-- EXERCISE REQUIREMENTS --
- 1) Could you write out the whole forum thread on lighting fixture design, word for word?
- 2) Could you reproduce the listing from its first line through the line that contains "[555,66,673,211]", both included, keeping the requests and shifting every bounding-box coordinate in the answers up by 143? Give only those lines, and leave the pictures out.
--- start of TEXT EXCERPT ---
# Are lighting designers/manufacturers brainless?



## WronGun (Oct 18, 2013)

Is it just me or are lighting designers/manufacturers idiots?! Why has this whole year gone to customizing expensive light fixtures to be installed? Literally , every light I've touched this year has been designed and built with the installation design absent ? Do they design these lights not thinking that they need to be installed? Shouldn't they leave room for a connector , etc.?!?! I've literally needed to break down hundreds of lights this year and redesign the install portion because the engineers at the factory are brainless!!!


----------



## 99cents (Aug 20, 2012)

I feel your pain.


----------



## Dan the electricman (Jan 2, 2011)

These are fun. You have to hang them (I use small chain) from the ceiling plate, so you can wire them, and attach them to the plate, or have an apprentice hold them for 15 minutes. All the while, the glass shades are bumping into each other (leave the bubble wrap, or styrofoam on them). Stupid, stupid, stupid design. I guess they thought the fixture would levitate during installation.


----------



## WronGun (Oct 18, 2013)

Dan the electricman said:


> These are fun. You have to hange them from (I use small chain) from the ceiling plate, so you can wire them, and attach them to the plate, or have an apprentice hold them for 15 minutes. Stupid, stupid, stupid design.


Looks fun! What I been doing is very basic lighting fixtures that should be designed with installation in mind.


----------



## 99cents (Aug 20, 2012)

WronGun said:


> Looks fun! What I been doing is very basic lighting fixtures that should be designed with installation in mind.


You mean you haven't had the Restoration Hardware experience yet?

Your time will come...


----------



## WronGun (Oct 18, 2013)
--- end of TEXT EXCERPT ---
--- start of DATASET EXCERPTS ---
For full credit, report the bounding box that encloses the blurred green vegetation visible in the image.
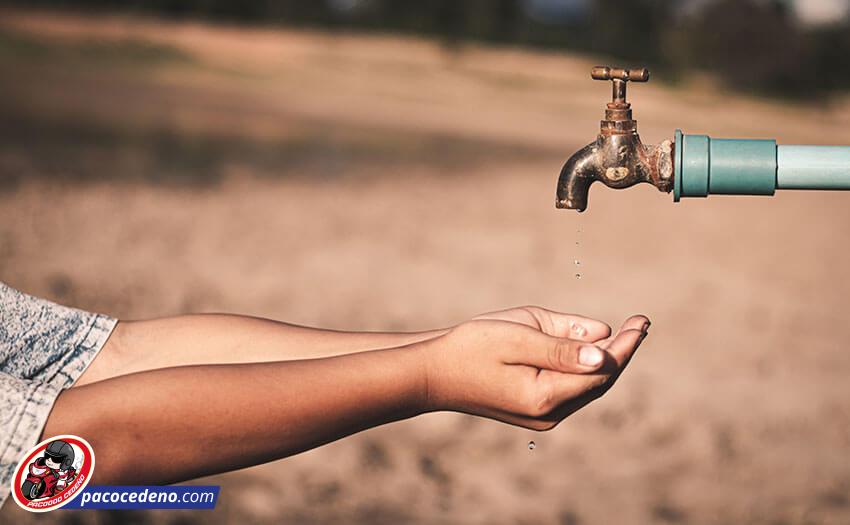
[6,0,850,98]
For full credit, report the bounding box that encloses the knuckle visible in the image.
[527,382,555,417]
[547,339,570,370]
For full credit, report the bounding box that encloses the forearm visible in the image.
[77,314,445,385]
[44,345,426,483]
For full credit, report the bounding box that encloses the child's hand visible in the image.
[424,307,649,430]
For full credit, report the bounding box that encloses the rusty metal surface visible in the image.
[555,66,673,211]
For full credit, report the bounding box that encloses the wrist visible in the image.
[410,332,449,413]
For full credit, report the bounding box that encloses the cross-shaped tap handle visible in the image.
[590,66,649,106]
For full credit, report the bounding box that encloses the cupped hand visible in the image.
[423,307,650,430]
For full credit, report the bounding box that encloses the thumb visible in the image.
[504,329,608,374]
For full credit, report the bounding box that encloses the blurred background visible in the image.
[0,0,850,525]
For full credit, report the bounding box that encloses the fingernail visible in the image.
[578,345,605,366]
[571,323,587,337]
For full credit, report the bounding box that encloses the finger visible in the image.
[531,307,611,343]
[504,328,606,374]
[538,329,646,408]
[596,315,650,363]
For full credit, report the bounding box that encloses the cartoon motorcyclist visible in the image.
[21,439,77,500]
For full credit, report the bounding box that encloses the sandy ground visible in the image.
[0,12,850,525]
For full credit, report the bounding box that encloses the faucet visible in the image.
[555,66,673,212]
[555,66,850,212]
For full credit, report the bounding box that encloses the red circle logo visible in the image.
[12,435,94,512]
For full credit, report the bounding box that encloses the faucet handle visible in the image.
[590,66,649,107]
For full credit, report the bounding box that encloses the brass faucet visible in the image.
[555,66,673,212]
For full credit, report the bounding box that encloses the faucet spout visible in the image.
[555,66,673,212]
[555,142,602,212]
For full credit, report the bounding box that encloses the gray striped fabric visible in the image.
[0,282,116,506]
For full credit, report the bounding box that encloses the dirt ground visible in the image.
[0,11,850,525]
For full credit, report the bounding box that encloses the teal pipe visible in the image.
[673,130,850,202]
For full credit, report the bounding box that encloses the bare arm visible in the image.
[44,309,648,483]
[75,314,446,386]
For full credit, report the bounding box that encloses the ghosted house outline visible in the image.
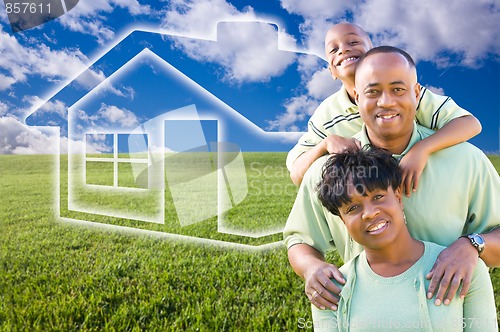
[26,22,320,247]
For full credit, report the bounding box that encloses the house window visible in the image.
[85,133,150,189]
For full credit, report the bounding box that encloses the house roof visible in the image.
[26,22,317,150]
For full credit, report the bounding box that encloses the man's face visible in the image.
[325,23,372,80]
[354,53,420,141]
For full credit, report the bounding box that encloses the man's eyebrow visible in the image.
[365,81,405,89]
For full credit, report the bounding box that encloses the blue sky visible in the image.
[0,0,500,154]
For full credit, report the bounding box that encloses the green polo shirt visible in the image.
[283,123,500,262]
[311,242,498,332]
[286,86,470,170]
--- end of DATASET EXCERPTS ---
-- SOLUTIONS FOR EACH TASK --
- 1)
# Are lighting designers/manufacturers brainless?



## WronGun (Oct 18, 2013)

Is it just me or are lighting designers/manufacturers idiots?! Why has this whole year gone to customizing expensive light fixtures to be installed? Literally , every light I've touched this year has been designed and built with the installation design absent ? Do they design these lights not thinking that they need to be installed? Shouldn't they leave room for a connector , etc.?!?! I've literally needed to break down hundreds of lights this year and redesign the install portion because the engineers at the factory are brainless!!!


----------



## 99cents (Aug 20, 2012)

I feel your pain.


----------



## Dan the electricman (Jan 2, 2011)

These are fun. You have to hang them (I use small chain) from the ceiling plate, so you can wire them, and attach them to the plate, or have an apprentice hold them for 15 minutes. All the while, the glass shades are bumping into each other (leave the bubble wrap, or styrofoam on them). Stupid, stupid, stupid design. I guess they thought the fixture would levitate during installation.


----------



## WronGun (Oct 18, 2013)

Dan the electricman said:


> These are fun. You have to hange them from (I use small chain) from the ceiling plate, so you can wire them, and attach them to the plate, or have an apprentice hold them for 15 minutes. Stupid, stupid, stupid design.


Looks fun! What I been doing is very basic lighting fixtures that should be designed with installation in mind.


----------



## 99cents (Aug 20, 2012)

WronGun said:


> Looks fun! What I been doing is very basic lighting fixtures that should be designed with installation in mind.


You mean you haven't had the Restoration Hardware experience yet?

Your time will come...


----------



## WronGun (Oct 18, 2013)

- 2)
For full credit, report the bounding box that encloses the blurred green vegetation visible in the image.
[149,143,993,241]
For full credit, report the bounding box that encloses the knuckle visible in the image.
[670,525,698,560]
[690,482,713,513]
For full credit, report the bounding box that encloses the forearm visible in the image.
[220,457,588,528]
[187,488,569,626]
For full credit, report the bounding box that encloses the child's hand visible in the image.
[567,450,792,573]
For full credit, report the bounding box that encloses the rusty metal surface visible in the image.
[698,209,816,354]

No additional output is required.